_THE EXERCISE_
Copy the records below word for word, beginning at the line that contains "on muffin? Indicate one point per instance." and continuing through the end of the records. Leave the pictures out of your copy.

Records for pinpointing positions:
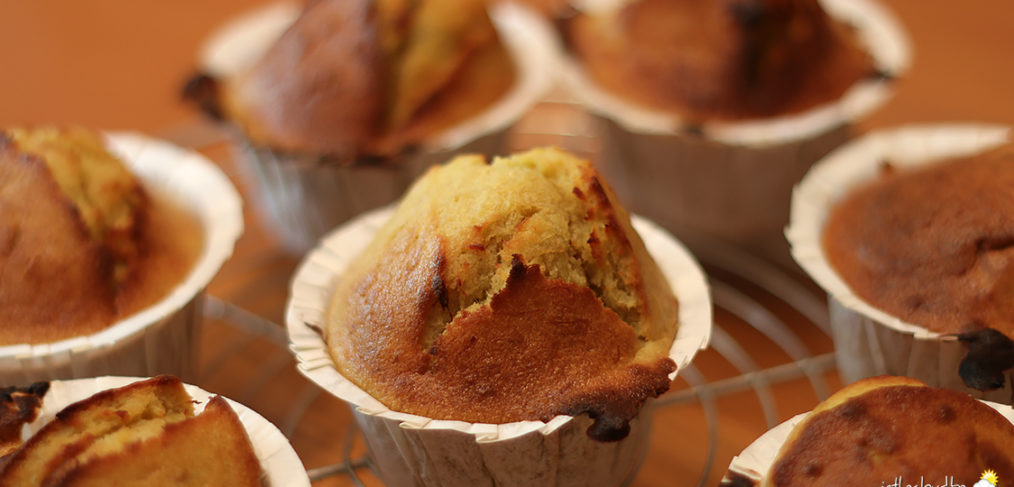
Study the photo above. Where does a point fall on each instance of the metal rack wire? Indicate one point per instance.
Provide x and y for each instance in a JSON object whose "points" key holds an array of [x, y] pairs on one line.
{"points": [[745, 289], [727, 295]]}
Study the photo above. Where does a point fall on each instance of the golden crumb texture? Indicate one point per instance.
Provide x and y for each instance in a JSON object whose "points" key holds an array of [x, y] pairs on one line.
{"points": [[144, 433], [504, 291], [82, 244], [878, 429]]}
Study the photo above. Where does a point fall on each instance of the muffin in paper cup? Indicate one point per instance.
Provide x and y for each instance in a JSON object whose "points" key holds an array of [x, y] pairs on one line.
{"points": [[303, 197], [280, 465], [869, 341], [753, 463], [162, 338], [410, 449], [731, 181]]}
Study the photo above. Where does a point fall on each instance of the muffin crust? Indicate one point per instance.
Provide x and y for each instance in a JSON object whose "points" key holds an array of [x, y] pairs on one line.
{"points": [[934, 246], [509, 291]]}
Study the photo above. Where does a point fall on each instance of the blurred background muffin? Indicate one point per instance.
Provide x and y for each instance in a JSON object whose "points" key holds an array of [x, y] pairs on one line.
{"points": [[84, 244], [721, 60], [355, 98], [884, 429], [106, 242], [713, 110], [909, 230], [353, 79]]}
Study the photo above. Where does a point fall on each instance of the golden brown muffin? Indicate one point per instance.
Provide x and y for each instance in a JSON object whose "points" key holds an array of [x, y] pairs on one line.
{"points": [[880, 428], [506, 291], [933, 246], [355, 77], [720, 60], [81, 242], [144, 433]]}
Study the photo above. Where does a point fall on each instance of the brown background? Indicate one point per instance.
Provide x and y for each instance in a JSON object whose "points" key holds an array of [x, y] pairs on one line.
{"points": [[119, 65]]}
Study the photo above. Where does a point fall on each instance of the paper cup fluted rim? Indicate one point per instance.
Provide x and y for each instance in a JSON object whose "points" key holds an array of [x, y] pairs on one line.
{"points": [[876, 28], [316, 276], [190, 182], [279, 463], [842, 170]]}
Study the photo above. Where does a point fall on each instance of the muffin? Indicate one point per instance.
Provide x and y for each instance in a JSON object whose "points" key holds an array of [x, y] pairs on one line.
{"points": [[725, 60], [103, 251], [354, 97], [155, 431], [71, 209], [527, 250], [713, 110], [932, 246], [503, 322], [907, 230], [882, 430]]}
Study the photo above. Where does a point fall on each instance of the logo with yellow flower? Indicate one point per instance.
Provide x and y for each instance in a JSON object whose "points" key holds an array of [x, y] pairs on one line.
{"points": [[989, 479]]}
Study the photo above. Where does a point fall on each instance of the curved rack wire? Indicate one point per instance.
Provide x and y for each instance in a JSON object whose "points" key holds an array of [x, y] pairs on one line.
{"points": [[761, 310], [728, 296]]}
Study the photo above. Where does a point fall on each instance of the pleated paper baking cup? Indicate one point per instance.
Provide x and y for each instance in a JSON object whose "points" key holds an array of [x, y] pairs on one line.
{"points": [[732, 180], [303, 197], [163, 337], [279, 463], [869, 341], [755, 461], [414, 450]]}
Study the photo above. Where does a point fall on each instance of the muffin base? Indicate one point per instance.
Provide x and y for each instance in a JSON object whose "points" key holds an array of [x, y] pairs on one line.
{"points": [[411, 449], [869, 341]]}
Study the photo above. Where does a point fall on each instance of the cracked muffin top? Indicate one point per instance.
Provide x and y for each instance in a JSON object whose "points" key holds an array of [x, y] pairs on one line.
{"points": [[933, 246], [720, 60], [82, 242], [357, 78], [879, 428], [504, 291]]}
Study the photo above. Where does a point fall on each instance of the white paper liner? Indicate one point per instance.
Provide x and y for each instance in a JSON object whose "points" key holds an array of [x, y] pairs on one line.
{"points": [[869, 341], [755, 461], [732, 180], [281, 466], [161, 338], [412, 449], [302, 198], [876, 29]]}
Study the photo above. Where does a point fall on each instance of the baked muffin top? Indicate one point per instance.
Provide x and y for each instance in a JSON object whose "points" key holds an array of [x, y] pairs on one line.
{"points": [[82, 244], [880, 428], [720, 60], [504, 291], [932, 246], [354, 78], [144, 433]]}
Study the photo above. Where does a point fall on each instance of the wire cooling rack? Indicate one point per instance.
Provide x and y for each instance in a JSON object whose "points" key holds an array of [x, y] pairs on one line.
{"points": [[326, 437], [771, 354]]}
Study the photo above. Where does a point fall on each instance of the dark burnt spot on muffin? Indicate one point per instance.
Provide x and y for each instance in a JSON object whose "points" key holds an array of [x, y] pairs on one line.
{"points": [[812, 469], [852, 411], [735, 479], [991, 354]]}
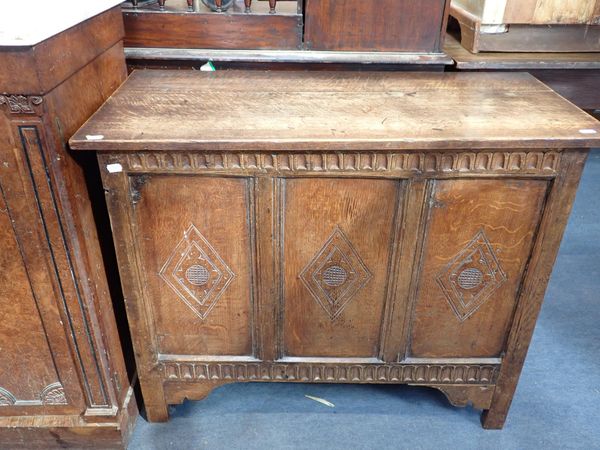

_RESULT FOR THIS EXERCISE_
Study the photo above. Where does a point fall on each instance of the dark burnt spot on muffin? Indicate one point per instance.
Provide x and y for each instance in a JSON object whose "points" key holds an array of [x, y] pairs on one line.
{"points": [[812, 469], [852, 411], [735, 479], [991, 354]]}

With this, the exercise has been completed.